--- START ---

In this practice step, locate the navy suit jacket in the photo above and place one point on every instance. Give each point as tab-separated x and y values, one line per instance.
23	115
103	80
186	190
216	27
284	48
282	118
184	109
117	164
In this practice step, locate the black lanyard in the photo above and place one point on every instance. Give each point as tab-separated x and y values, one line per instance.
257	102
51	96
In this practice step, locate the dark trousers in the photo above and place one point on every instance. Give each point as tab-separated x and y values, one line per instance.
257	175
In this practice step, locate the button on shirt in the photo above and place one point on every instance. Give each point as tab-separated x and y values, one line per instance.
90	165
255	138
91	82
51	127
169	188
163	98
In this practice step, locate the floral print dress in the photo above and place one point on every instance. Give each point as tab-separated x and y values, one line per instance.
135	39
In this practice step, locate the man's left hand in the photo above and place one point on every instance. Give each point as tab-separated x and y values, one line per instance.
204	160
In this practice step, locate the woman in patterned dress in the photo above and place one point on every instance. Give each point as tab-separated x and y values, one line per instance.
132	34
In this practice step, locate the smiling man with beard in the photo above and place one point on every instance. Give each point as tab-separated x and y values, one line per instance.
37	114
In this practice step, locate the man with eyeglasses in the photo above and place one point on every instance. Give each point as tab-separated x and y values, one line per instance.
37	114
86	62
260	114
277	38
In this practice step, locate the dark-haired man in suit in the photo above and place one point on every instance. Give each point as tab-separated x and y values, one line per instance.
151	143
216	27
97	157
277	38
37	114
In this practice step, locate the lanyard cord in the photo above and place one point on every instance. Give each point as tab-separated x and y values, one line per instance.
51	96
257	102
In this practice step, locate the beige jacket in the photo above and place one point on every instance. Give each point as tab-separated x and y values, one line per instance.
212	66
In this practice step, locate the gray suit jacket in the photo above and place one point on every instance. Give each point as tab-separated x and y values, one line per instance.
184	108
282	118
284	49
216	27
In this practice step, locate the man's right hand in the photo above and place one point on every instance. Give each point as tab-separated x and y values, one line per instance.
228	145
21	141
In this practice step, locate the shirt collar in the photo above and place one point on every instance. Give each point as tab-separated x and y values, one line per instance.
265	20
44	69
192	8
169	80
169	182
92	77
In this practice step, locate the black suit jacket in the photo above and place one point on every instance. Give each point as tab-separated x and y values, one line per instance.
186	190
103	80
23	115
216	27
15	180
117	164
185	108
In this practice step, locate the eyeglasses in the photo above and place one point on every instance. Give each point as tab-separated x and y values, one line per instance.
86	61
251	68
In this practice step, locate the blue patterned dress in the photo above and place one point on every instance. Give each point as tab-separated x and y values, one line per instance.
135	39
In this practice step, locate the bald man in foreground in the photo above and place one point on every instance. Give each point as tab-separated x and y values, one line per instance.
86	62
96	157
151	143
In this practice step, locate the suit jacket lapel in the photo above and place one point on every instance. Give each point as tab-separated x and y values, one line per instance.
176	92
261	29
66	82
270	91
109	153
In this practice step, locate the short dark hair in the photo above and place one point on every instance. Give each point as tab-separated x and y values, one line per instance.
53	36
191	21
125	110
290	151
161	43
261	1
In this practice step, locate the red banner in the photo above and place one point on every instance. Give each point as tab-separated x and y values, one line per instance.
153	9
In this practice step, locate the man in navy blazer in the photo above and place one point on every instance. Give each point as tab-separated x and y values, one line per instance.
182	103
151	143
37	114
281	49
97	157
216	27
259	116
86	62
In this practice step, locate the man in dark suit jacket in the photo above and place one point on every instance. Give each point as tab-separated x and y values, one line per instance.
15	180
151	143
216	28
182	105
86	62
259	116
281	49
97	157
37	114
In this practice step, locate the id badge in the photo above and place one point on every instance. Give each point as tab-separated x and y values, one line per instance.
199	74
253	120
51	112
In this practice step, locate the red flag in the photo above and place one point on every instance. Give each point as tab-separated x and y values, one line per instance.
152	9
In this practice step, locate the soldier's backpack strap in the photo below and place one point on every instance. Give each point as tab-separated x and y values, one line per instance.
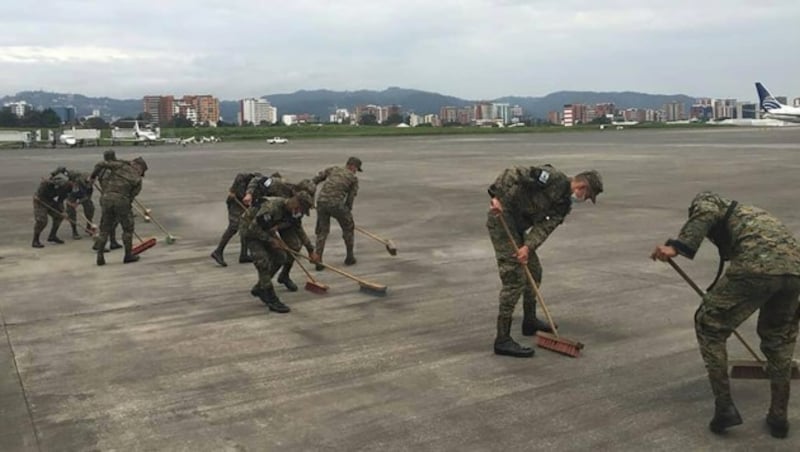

--- END ---

Duplicate the entire listing above word for word, from its first line through its last, but leave the picture out of your copy.

_Result of this task_
In this practice step, locate the navy suit jacket in the photo above and place one point on every instance. Give each point as tab-separated x and y values, one line per instance.
23	115
103	80
186	190
216	27
284	48
282	118
184	109
117	164
In this practice step, locate the black lanyard in the photo above and place one point on every instance. Give each point as tab-separated x and y values, one line per instance.
257	102
51	96
In this practice step, locate the dark trousers in the photo above and place one point on every instance. Give each point as tab-separated x and y values, one line per instance.
257	175
In this practice step, locate the button on shirt in the photo above and place one point on every instance. Give each point as tab-separated x and y values, one line per instance.
90	165
255	138
91	82
51	127
169	188
163	98
In this practice step, locate the floral print dress in the photo above and place one point on every instance. Give each point as tab-separated x and y values, one line per instance.
135	39
In this practice step, locate the man's left hand in the photo above and place one point on every instance. Give each point as tab-separated x and y values, one line per instance.
204	160
In this practice step, locate the woman in patterned dress in the photo above and place one point on every instance. Give each point as tab-separated x and y values, one line per instance.
132	34
In this practice step, locate the smiling man with beard in the photo above and place one point on every instance. Give each point as tab-separated x and y values, one line per instance.
37	114
In this practice step, locate the man with eyeglasses in the photo above and place one point on every instance. Give each point as tab-separated x and y values, one line per instance.
37	114
86	62
260	114
277	38
In this practice step, locate the dark-haired man in suit in the photo above and place one point on every instance. Give each point as tab-separated x and y values, one line per instance.
151	143
216	27
97	157
277	38
37	114
In this practice step, locate the lanyard cord in the photo above and place one point on every instance. Give each point as tab-separated x and y values, one line per instance.
51	96
257	102
In this practice step, locate the beige jacket in the photo above and place one point on every instance. Give each point as tab-separated x and y values, one line per instance.
212	66
In this practice step, locate the gray suit jacket in the photo above and place one point on every instance. Give each point as tab-separated x and y values, one line per instance.
184	108
282	118
284	49
216	27
In this practice step, locate the man's right hand in the photo above and place one point on every instance. Give each point as tab-separated x and y values, one line per instance.
228	145
21	141
In this practice step, locate the shirt collar in the photo above and place one point on every instance. Give each point as tab-separated x and y values, one line per instance.
265	20
44	69
192	8
169	80
169	182
92	77
In this practice step, locate the black suit jacket in the photo above and place one point on every instance. Give each point as tab-separated x and y values, one line per instance.
186	190
103	80
23	115
216	27
15	180
117	164
185	108
In this practice step, locate the eyeglasses in the photo above and place one point on every instance. Give each point as tab-separated x and y values, one line per instance.
86	61
251	68
In this practice step, locate the blue patterned dress in the photo above and place one point on every instance. Give each point as tab-separated x and y values, one line per instance.
135	39
In this practice step, locate the bald man in foreground in the photo above and place one point on every instance. Give each point as tab-separated x and y values, one line per instance.
86	62
96	157
151	143
In this practice step, locate the suit jacket lapel in the photo above and place one point on every instance. Give each point as tab-separated x and y values, one line per instance.
176	92
261	29
66	82
270	91
109	153
In this practice step, locate the short dark hair in the photo above and place one point on every instance. Give each point as tab-separated x and y values, one line per instance.
53	36
191	21
125	110
290	151
161	43
261	1
In this practice step, locate the red banner in the photo above and place one point on every instance. Give each point as tab-separated x and y values, one line per instance.
153	9
In this practice step, locate the man in navy blazer in the photo above and place one point on every instance. Give each point as tab-separated x and y values, one line per instance.
182	103
151	143
37	114
281	49
97	157
216	27
259	116
86	62
In this practice step, locate the man in dark suit jacket in the photo above and place one point on every instance. Give each point as tab-separated x and y values, one line per instance.
15	180
151	143
216	28
182	105
86	62
259	116
281	49
97	157
37	114
In this practice step, locate the id badge in the photo above and place one point on every instance. Give each point as tab-separated x and y values, one line per instance.
199	74
253	120
51	112
In this practice step, locate the red flag in the photo above and place one point on every instance. Give each point as tab-separated x and y values, one line per instance.
152	9
In this practice step, locate the soldier's backpack strap in the photo below and place one point on every instance. Give each point as tab-separated x and y values, one line per instance.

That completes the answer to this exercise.